--- Exercise input ---
++++++++++

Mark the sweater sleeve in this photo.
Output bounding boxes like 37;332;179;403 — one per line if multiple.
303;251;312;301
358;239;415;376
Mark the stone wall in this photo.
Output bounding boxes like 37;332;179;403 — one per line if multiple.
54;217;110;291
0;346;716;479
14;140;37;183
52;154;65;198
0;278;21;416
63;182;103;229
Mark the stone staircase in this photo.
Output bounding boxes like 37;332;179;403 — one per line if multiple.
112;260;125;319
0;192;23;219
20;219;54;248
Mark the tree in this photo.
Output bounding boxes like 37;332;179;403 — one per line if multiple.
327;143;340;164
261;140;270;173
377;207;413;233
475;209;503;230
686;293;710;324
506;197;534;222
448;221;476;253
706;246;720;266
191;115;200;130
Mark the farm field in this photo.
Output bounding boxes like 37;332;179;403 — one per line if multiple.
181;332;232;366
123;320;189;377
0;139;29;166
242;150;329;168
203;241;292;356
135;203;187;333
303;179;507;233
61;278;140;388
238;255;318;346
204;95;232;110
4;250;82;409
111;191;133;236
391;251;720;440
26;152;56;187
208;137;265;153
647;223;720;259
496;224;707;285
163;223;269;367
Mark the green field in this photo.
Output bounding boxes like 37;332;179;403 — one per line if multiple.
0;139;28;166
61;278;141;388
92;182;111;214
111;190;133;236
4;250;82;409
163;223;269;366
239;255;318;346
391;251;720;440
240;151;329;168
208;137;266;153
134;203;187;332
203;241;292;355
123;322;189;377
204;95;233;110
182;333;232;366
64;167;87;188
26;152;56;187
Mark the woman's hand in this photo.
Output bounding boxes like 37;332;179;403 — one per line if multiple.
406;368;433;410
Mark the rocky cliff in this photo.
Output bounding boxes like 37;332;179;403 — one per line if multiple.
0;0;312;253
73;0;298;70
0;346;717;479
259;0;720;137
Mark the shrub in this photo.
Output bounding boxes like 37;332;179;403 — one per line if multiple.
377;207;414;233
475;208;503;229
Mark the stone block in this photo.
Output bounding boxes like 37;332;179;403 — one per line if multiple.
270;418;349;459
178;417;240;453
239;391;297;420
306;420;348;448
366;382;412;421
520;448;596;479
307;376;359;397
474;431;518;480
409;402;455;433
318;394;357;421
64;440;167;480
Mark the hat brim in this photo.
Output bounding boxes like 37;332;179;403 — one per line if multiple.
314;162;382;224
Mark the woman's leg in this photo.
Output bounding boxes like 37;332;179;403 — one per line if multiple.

++++++++++

--- What is required ---
Each of the entries above needs to be given again exactly.

--- Worked solution ---
Mark the sweater sleeve in this photo.
Output bounding boxes like 37;332;179;403 — one per line if multiple.
303;251;312;301
358;239;415;376
Mark the stone wall in this photo.
Output bounding boxes like 37;332;179;403 — one per line if multiple.
54;217;110;291
0;346;716;479
14;140;37;183
52;154;65;198
0;278;21;416
63;182;103;229
Mark the stone staircase in this photo.
Output bounding boxes like 37;332;179;403 — one per line if multiple.
112;260;125;319
0;192;23;219
20;219;54;248
Mark the tree in this photo.
Output bounding boxes like 37;332;179;403 — one per line if multiple.
327;143;340;164
261;140;270;173
377;207;413;233
475;209;503;230
686;293;710;324
506;197;534;222
448;221;476;253
706;246;720;266
191;115;200;130
Mark the farm field in this photo.
Output bounding boxes like 37;332;179;403 — one per line if multiple.
181;332;232;366
123;320;189;377
0;139;29;166
242;150;329;168
203;241;292;356
135;203;187;333
303;179;507;233
61;278;140;388
238;255;318;346
204;95;232;110
4;250;82;409
111;191;133;236
391;251;720;440
26;152;56;187
208;137;265;153
647;223;720;259
496;224;707;285
163;223;269;367
Mark the green field in this photo.
Output bounding boxes like 37;332;179;403 — one per line if multiple.
0;139;28;166
61;278;141;388
92;182;111;214
111;190;133;236
4;250;82;409
163;223;269;366
239;255;318;346
391;251;720;440
240;151;329;168
208;137;266;153
134;203;187;332
203;241;292;355
123;322;189;377
204;95;233;110
182;333;232;366
64;167;87;188
26;152;56;187
Mark the woman's hand in this photo.
Output bounding boxes like 37;332;179;403 — one per line if multiple.
406;368;433;410
Mark the rocky cliff in this photo.
Output bounding boxes like 37;332;179;403 — one per line if multiple.
0;0;312;253
73;0;298;70
0;346;717;479
259;0;720;137
Mark the shrub in this photo.
Output bounding boxes like 37;332;179;403 — one per line if multiple.
377;207;414;233
475;208;503;229
Mark the stone block in this photo.
Output bounding boxes like 37;332;179;403 — one per line if multiple.
270;418;349;459
178;417;240;453
239;391;297;420
306;420;348;448
366;382;412;421
520;448;596;479
307;376;359;397
474;431;518;480
409;402;455;433
318;394;357;421
64;440;167;480
Mark the hat brim in this photo.
Output bounding boxes like 37;332;179;403 — one per line if multiple.
314;162;382;224
Mark the woman's leg in this photo.
Output bounding boxes like 37;332;179;403 — one per line if multiple.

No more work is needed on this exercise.